_Given exercise_
Retype the whole forum thread about a high school sound system word for word.

You think it sounds impressive you should see it. 
When the design becomes that complex, it is more like learning a dance and mastering the choreography than just paying attention to levels and pushing play. The slightest brain fart causes a major train wreck. So I spend lots of time practicing cue sequences with and without the stage manager.


----------



## delnor (Jun 8, 2003)

Click the link to see a basic overview(a little outdated we have added alot of stuff since this was made) of Glenbrook south HS's sound system where I attended high school.

http://www.accutrackrecording.com/Glenbrook%20South%20High%20School's%20Watson%20Auditorium.htm


----------



## Jo-JotheSoundDog (Jun 8, 2003)

Not bad Delnor, but it looks like the school has an outside sound company contracted to take care of the sound system. Are there any classes in sound? Or is it just taught to students on a need to know basis. Or do they teach the students sound for two weeks out of another nine week production class?


----------



## delnor (Jun 8, 2003)

[Excerpts from a point labeling dataset]
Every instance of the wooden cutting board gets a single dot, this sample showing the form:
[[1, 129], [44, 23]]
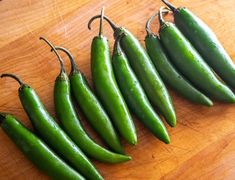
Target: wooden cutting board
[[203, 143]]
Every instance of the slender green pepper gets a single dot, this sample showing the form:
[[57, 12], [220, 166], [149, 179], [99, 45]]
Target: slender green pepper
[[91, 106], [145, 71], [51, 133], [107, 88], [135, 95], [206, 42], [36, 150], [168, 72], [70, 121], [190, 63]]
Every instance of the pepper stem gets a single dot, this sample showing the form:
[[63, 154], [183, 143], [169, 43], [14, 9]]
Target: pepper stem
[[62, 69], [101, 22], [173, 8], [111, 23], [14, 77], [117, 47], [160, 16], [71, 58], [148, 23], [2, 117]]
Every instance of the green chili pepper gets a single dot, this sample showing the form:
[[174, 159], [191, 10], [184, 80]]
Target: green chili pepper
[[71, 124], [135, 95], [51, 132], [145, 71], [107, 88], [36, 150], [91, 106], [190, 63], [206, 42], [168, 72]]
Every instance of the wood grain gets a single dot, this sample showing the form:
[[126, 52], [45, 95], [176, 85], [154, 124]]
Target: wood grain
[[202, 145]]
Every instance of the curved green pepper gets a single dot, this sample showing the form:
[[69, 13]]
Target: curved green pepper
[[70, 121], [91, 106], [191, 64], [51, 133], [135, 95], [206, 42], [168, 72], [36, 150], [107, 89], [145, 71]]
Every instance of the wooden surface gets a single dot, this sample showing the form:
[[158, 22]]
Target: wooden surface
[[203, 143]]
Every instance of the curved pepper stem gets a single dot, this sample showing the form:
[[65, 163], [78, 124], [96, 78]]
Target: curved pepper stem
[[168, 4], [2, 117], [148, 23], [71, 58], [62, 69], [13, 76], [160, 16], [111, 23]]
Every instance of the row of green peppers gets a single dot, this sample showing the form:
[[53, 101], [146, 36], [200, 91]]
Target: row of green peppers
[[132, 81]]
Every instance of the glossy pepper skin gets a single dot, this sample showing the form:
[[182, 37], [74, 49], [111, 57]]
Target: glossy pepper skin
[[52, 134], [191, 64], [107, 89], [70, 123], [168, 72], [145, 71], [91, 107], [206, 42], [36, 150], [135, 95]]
--
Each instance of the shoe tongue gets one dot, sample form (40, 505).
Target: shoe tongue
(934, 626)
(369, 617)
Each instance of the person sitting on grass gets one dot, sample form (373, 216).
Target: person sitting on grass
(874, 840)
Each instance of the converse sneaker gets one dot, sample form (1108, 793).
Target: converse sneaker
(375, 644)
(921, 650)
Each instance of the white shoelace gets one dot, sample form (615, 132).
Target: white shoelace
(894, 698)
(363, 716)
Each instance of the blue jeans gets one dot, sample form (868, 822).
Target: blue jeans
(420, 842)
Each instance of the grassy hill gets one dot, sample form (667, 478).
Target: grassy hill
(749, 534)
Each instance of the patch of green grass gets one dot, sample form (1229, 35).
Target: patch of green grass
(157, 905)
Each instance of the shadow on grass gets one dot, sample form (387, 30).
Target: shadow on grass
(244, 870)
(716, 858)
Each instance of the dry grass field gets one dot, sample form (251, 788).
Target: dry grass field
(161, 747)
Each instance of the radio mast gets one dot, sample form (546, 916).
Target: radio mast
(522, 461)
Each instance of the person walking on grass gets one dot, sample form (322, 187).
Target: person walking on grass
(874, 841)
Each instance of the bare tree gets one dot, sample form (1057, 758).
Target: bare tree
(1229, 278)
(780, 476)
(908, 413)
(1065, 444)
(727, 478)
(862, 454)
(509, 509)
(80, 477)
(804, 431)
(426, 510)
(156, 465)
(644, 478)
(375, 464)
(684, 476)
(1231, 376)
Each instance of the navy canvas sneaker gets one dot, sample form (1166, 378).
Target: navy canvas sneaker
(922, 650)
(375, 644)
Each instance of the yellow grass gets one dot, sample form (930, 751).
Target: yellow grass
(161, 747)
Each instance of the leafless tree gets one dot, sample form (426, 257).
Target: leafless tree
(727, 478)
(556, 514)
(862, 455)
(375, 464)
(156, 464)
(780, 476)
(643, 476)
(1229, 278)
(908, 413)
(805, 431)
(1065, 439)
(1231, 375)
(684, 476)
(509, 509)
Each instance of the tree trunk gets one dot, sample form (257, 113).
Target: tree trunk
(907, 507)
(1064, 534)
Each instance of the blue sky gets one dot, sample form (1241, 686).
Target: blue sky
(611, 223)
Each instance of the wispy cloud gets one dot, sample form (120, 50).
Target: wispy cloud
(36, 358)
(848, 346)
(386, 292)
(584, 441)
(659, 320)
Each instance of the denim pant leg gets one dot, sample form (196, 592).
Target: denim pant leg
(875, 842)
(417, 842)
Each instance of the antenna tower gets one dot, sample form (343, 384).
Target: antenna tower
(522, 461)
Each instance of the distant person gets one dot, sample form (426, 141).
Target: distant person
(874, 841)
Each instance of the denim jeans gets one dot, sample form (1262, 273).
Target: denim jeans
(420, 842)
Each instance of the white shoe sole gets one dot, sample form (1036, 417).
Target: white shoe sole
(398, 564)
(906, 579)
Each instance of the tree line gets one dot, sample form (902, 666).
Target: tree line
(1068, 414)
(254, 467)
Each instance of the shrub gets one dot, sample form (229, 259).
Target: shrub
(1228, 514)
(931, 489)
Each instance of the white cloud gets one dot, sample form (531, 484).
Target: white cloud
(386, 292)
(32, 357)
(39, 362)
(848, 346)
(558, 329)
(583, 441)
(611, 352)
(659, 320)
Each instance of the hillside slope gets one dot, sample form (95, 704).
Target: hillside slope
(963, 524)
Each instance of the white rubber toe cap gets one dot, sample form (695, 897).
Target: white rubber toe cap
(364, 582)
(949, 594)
---
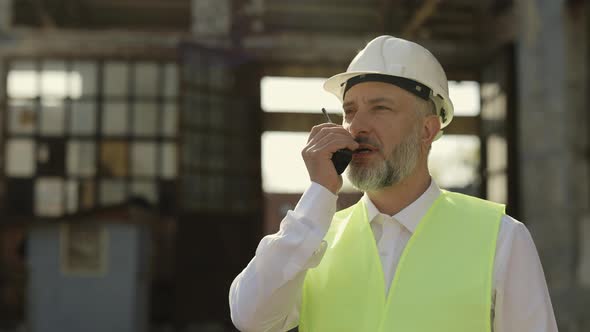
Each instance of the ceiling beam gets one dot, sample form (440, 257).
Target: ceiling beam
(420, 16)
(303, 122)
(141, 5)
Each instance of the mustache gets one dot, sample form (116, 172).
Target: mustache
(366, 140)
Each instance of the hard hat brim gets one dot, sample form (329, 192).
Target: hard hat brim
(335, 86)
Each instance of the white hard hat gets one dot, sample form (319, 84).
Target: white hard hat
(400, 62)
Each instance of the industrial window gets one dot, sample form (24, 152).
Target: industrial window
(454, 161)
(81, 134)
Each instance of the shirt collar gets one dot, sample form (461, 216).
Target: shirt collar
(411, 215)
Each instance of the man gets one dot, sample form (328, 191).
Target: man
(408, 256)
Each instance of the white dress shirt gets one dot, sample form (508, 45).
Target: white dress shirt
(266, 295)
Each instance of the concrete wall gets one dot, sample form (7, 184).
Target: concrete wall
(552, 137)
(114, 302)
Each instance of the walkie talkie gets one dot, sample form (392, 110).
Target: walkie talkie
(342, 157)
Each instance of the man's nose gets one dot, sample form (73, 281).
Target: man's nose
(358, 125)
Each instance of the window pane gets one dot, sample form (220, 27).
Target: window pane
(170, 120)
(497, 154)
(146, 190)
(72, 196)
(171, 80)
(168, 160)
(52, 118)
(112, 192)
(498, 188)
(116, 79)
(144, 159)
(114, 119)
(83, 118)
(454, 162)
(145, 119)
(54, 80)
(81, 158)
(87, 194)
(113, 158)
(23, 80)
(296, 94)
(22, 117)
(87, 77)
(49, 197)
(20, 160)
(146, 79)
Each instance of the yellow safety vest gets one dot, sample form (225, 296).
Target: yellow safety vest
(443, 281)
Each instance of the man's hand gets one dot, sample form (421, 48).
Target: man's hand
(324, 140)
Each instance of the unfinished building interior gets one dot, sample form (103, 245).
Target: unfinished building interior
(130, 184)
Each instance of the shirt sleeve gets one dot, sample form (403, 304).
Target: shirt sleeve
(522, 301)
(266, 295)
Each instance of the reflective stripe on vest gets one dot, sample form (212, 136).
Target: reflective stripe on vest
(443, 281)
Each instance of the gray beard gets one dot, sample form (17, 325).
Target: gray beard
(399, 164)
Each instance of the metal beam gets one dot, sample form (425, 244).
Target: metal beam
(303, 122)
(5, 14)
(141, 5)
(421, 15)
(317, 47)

_Written solution_
You think it sounds impressive you should see it. 
When the design becomes that complex, it is more like learning a dance and mastering the choreography than just paying attention to levels and pushing play. The slightest brain fart causes a major train wreck. So I spend lots of time practicing cue sequences with and without the stage manager.


----------



## delnor (Jun 8, 2003)

Click the link to see a basic overview(a little outdated we have added alot of stuff since this was made) of Glenbrook south HS's sound system where I attended high school.

http://www.accutrackrecording.com/Glenbrook%20South%20High%20School's%20Watson%20Auditorium.htm


----------



## Jo-JotheSoundDog (Jun 8, 2003)

Not bad Delnor, but it looks like the school has an outside sound company contracted to take care of the sound system. Are there any classes in sound? Or is it just taught to students on a need to know basis. Or do they teach the students sound for two weeks out of another nine week production class?


----------



## delnor (Jun 8, 2003)